EXCERPT TO READ
Understanding the real-world performance, economics, and limitations of hydrogen and e-fuel technologies is critical for anyone making capital allocation decisions in the energy transition. This FAQ synthesizes data from operating projects, peer-reviewed research, and industry analyses to provide grounded, evidence-based answers.
The 20 Most-Asked Questions
1. What is the difference between green, blue, grey, and pink hydrogen?
The color taxonomy describes hydrogen by production method and associated carbon intensity. Grey hydrogen is produced from natural gas via steam methane reforming (SMR) without carbon capture, emitting approximately 9-12 kg of CO2 per kg of hydrogen. It accounts for roughly 95% of current global production. Blue hydrogen uses the same SMR process but adds carbon capture and storage (CCS), reducing emissions to 1.5-4.5 kg CO2/kg H2 depending on capture rates. Green hydrogen is produced through electrolysis of water powered by renewable electricity, with lifecycle emissions of 0.5-2 kg CO2/kg H2 when accounting for manufacturing and balance-of-plant emissions. Pink hydrogen uses nuclear-powered electrolysis, with a similar emissions profile to green hydrogen. The color system, while widely used, is increasingly criticized for oversimplifying lifecycle emissions; the US 45V tax credit instead uses a graduated carbon intensity threshold, with the full $3/kg credit available only for hydrogen produced with lifecycle emissions below 0.45 kg CO2/kg H2.
2. How much does green hydrogen cost to produce today?

WRITTEN INSTRUCTION 1
According to the hydrogen FAQ, what share of current global hydrogen production comes from grey hydrogen?
WRITTEN INSTRUCTION 2
Reproduce word for word the passage of the hydrogen FAQ that begins at the words "Understanding the real-world" and stops after "grounded, evidence-based answers.".
The material after this point is separate from the hydrogen FAQ.

SUPPLIED RECORDS
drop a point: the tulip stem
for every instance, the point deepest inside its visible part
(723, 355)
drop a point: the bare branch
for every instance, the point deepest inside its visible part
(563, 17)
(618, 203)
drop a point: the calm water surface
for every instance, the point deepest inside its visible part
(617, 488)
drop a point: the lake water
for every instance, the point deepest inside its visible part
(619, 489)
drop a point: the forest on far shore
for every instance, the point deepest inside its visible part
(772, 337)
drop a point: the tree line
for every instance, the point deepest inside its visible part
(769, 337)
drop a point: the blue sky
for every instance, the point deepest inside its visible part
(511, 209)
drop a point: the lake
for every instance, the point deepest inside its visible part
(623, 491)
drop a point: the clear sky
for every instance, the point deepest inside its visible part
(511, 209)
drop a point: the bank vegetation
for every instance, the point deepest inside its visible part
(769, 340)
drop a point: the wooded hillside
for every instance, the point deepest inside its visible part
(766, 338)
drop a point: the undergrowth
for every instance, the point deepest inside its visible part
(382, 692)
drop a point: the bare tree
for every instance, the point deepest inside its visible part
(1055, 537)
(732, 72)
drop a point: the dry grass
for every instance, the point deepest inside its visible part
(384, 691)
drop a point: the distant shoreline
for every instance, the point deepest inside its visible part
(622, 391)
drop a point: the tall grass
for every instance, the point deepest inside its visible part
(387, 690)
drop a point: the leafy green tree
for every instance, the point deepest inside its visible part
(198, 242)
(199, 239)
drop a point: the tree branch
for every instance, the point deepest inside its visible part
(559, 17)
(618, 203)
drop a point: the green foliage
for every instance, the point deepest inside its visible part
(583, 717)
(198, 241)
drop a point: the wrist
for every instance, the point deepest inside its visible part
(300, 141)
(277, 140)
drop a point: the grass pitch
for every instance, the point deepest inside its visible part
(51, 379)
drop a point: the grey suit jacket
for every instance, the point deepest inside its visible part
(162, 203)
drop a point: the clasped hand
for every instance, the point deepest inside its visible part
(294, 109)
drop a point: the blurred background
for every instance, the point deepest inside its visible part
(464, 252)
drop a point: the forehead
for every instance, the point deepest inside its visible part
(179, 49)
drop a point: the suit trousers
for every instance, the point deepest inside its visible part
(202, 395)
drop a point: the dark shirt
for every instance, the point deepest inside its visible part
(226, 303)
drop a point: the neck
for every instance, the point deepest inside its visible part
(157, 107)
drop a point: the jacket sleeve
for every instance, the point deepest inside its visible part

TASK RESPONSE 1
Roughly 95%.

TASK RESPONSE 2
Understanding the real-world performance, economics, and limitations of hydrogen and e-fuel technologies is critical for anyone making capital allocation decisions in the energy transition. This FAQ synthesizes data from operating projects, peer-reviewed research, and industry analyses to provide grounded, evidence-based answers.